*** PASSAGE FOR REVIEW

Before I close, I will touch on support for small and medium businesses. They are at the heart of the Welsh economy, employing 62.6% of Welsh workers, so it is vital that they be supported through the crisis. Despite that, those businesses received in the Chancellor’s spring statement no additional support with their energy bills. Twenty-four per cent. of small businesses are trapped in fixed energy contracts that were agreed when prices were at their highest. The Federation of Small Businesses estimates that that issue affects up to 17,500 small businesses in Wales. Many are concerned that it will force them to downsize, restructure or even close, putting at risk the jobs and communities that they support. Will the Minister commit the UK Government to taking real action by requiring energy companies to provide opportunities for businesses to renegotiate their contracts to reflect current rates?
Many of my constituents, like many across the country, are struggling—struggling to pay their energy bills, struggling to put food on the table, struggling to keep their head above the financial flood waters that threaten them and their families. Energy bills are up 300% or so in the last two years, food prices are up 17% in the latest Which? survey—the prices of the cheapest and most essential foods have soared the most—and mortgages are up by 61% in just the past year. That, of course, was caused by the disastrous seven-week reign of the previous Prime Minister and her Chancellor.
The excuse frequently trotted out by those on the Conservative Benches—we have heard it again today—to justify the inflationary attack on us all, which hits the lowest paid the hardest, is Ukraine. The problem with that argument is that it shows just how short-sighted and backward-thinking UK energy and economic policy has been for decades. I am no geopolitical expert, but it seems to me that pegging our electricity prices to the wholesale cost of gas, putting so many of our eggs in a basket controlled by Putin and murderous oligarchs, and relying on a region that has never been renowned for its stability was nonsense on stilts.
Instead of using past decades to invest in our energy sector, build a green industrial base and begin the process of decarbonising our grid—thereby reducing our dependence on the likes of Putin—the Labour Governments of the past put their weight behind the dash for gas, while the Tories paid lip service to the very idea of industrial strategy. It is their economic strategy, exemplified by the previous Prime Minister and those catastrophic seven weeks, that has caused mortgage rates to skyrocket and left our economy in the mire, wrecking any ability to recover from the kind of shocks to the system we have seen over recent years, whether from covid or from Putin’s warmongering. Most of all, it is their kamikaze Brexit unleashed on our society that has destroyed what was left of the UK’s capacity to invest in its own recovery and future.

******

WHAT YOU NEED TO DO »
1 > Using the speech on energy costs, please explain in one to three sentences why the speaker considers it vital to support small and medium businesses through the crisis.
2 > Return the section of the speech on energy costs from "Instead of using" up to and including "recovery and future.".
3 > Write the next part of the speech on energy costs, starting after its final sentence.
The material after the speech on energy costs is separate from it.

*** DATA FOR REVIEW

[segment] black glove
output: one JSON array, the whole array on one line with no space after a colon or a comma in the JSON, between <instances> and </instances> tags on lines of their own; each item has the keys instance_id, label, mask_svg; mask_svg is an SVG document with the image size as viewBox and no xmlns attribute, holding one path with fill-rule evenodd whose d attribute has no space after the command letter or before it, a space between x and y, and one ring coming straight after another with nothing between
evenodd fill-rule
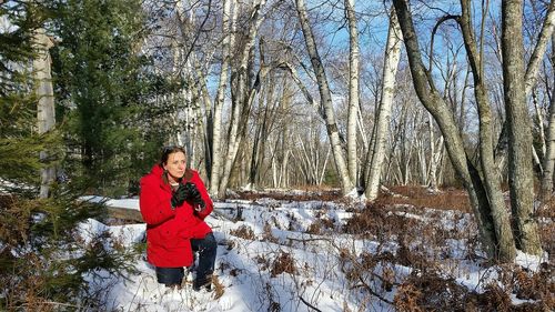
<instances>
[{"instance_id":1,"label":"black glove","mask_svg":"<svg viewBox=\"0 0 555 312\"><path fill-rule=\"evenodd\" d=\"M175 209L180 205L183 204L183 202L186 200L189 195L188 189L184 184L179 184L179 188L173 192L171 202L172 202L172 209Z\"/></svg>"},{"instance_id":2,"label":"black glove","mask_svg":"<svg viewBox=\"0 0 555 312\"><path fill-rule=\"evenodd\" d=\"M194 183L186 182L185 189L188 192L188 200L191 200L193 202L194 210L202 211L205 204L196 185Z\"/></svg>"}]
</instances>

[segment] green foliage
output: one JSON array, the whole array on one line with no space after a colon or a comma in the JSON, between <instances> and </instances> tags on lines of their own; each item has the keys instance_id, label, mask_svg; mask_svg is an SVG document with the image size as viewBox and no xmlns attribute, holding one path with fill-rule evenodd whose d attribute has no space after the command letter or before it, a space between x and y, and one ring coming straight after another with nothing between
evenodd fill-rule
<instances>
[{"instance_id":1,"label":"green foliage","mask_svg":"<svg viewBox=\"0 0 555 312\"><path fill-rule=\"evenodd\" d=\"M40 151L58 155L59 133L37 135L37 99L29 64L36 56L32 37L48 17L48 10L36 1L7 1L0 16L9 26L0 32L0 178L36 185ZM4 189L7 189L4 187ZM28 188L29 189L29 188Z\"/></svg>"},{"instance_id":2,"label":"green foliage","mask_svg":"<svg viewBox=\"0 0 555 312\"><path fill-rule=\"evenodd\" d=\"M104 3L102 8L110 9L112 2L117 1ZM121 1L119 11L111 16L112 19L124 18L124 14L119 17L123 12L124 2L130 1ZM125 145L127 138L135 141L140 138L138 134L140 132L133 131L135 129L133 118L140 113L138 103L143 97L141 90L143 87L140 83L129 84L125 80L134 80L135 77L143 74L140 70L131 69L140 62L141 58L132 60L129 54L123 54L118 59L114 56L119 51L110 53L108 50L92 51L93 54L102 57L104 63L118 60L119 74L105 67L98 68L97 72L89 71L91 78L105 80L91 80L90 90L79 85L83 82L82 79L89 77L77 73L75 77L81 79L79 81L74 81L74 77L65 77L69 80L61 80L65 84L58 84L57 90L71 90L73 93L59 91L57 95L65 94L65 98L56 98L57 109L61 108L60 99L67 100L68 103L74 99L88 99L82 102L90 104L91 108L98 101L104 105L101 105L98 111L65 108L61 110L64 112L61 115L63 122L57 124L57 130L38 135L37 98L30 68L36 56L32 46L33 31L53 24L61 27L65 22L64 19L71 19L73 14L71 8L64 7L57 13L69 16L64 18L56 16L56 22L52 19L46 20L53 16L49 16L49 10L39 6L40 3L58 4L59 7L54 9L70 4L51 1L0 2L0 16L13 26L12 29L0 33L0 188L2 190L0 193L0 284L2 285L0 311L101 310L100 299L90 292L90 276L98 271L122 274L125 270L130 270L130 259L134 254L114 248L115 244L109 243L110 238L105 233L92 241L85 241L78 235L75 229L80 222L105 213L102 204L80 201L83 185L88 185L82 181L91 179L75 178L80 171L71 171L69 175L75 178L74 180L62 184L53 183L48 199L36 199L37 187L40 182L39 170L43 165L53 164L63 167L67 171L73 169L75 159L80 161L73 151L79 151L81 145L71 143L79 143L80 140L74 138L79 139L82 132L98 130L94 127L99 124L102 131L87 134L98 140L98 145L94 147L95 151L100 152L94 157L100 157L101 160L111 160L115 154L114 151L119 152L119 145L128 147L129 144ZM94 9L92 1L87 9ZM140 11L139 7L127 9ZM81 16L75 17L75 21L87 17L89 11L84 10L80 13ZM101 18L102 14L97 14L97 18ZM128 12L127 16L131 17L131 13ZM63 27L72 26L63 24ZM91 23L88 27L94 29L95 26ZM83 31L83 29L80 30ZM129 36L132 34L129 33ZM68 40L68 42L71 41ZM81 47L82 52L87 52L87 42L74 43ZM124 63L123 58L129 58L129 62ZM82 62L83 60L75 61ZM87 72L75 62L69 62L69 64L73 67L67 70ZM100 64L102 62L91 66ZM98 87L95 83L99 83ZM113 91L115 89L118 91ZM89 91L93 91L97 95L87 98ZM75 101L75 103L82 102ZM67 132L68 129L72 129L70 125L80 124L79 121L73 122L71 115L73 111L74 115L85 120L90 128L81 129L81 132ZM89 120L95 115L101 115L105 120ZM80 128L74 127L74 129ZM114 129L123 129L127 132L117 135L115 131L112 131ZM62 138L65 141L62 141ZM64 142L70 144L63 145ZM128 150L123 149L122 152ZM40 160L41 151L48 152L48 159ZM101 164L104 163L108 165L109 162L101 162ZM109 170L105 170L107 177L111 174Z\"/></svg>"},{"instance_id":3,"label":"green foliage","mask_svg":"<svg viewBox=\"0 0 555 312\"><path fill-rule=\"evenodd\" d=\"M95 274L133 272L133 250L120 248L108 232L83 240L75 231L104 207L74 193L54 184L49 199L0 197L0 310L59 311L52 302L101 310L102 298L91 291Z\"/></svg>"},{"instance_id":4,"label":"green foliage","mask_svg":"<svg viewBox=\"0 0 555 312\"><path fill-rule=\"evenodd\" d=\"M91 192L123 194L162 141L149 138L143 121L160 79L140 53L147 34L141 1L71 0L56 9L56 92L67 104L68 145L80 160L71 172L83 174Z\"/></svg>"}]
</instances>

******

ACTIVITY ANSWERS »
1 > The speaker says small and medium businesses are at the heart of the Welsh economy, since they employ 62.6% of Welsh workers. That is why the speaker considers it vital that they be supported through the crisis.

2 >
Instead of using past decades to invest in our energy sector, build a green industrial base and begin the process of decarbonising our grid—thereby reducing our dependence on the likes of Putin—the Labour Governments of the past put their weight behind the dash for gas, while the Tories paid lip service to the very idea of industrial strategy. It is their economic strategy, exemplified by the previous Prime Minister and those catastrophic seven weeks, that has caused mortgage rates to skyrocket and left our economy in the mire, wrecking any ability to recover from the kind of shocks to the system we have seen over recent years, whether from covid or from Putin’s warmongering. Most of all, it is their kamikaze Brexit unleashed on our society that has destroyed what was left of the UK’s capacity to invest in its own recovery and future.

3 >
In 2016, my constituency voted two to one to remain in the EU. My constituents knew and know that our economic prosperity and our wider society are inextricably linked to our European allies. From the airport, which delivers the largest cargo exports by value in Scotland, to the whisky bonds and warehouses that slake the thirst of millions of Europeans, through to the universities and colleges with links to their contemporaries on the continent, and the hauliers based in my constituency who experience at first hand every day the Kafkaesque world created by the current Government—they have all been hit hard by Brexit, and so have their staff. They and we have lost a huge amount since Brexit.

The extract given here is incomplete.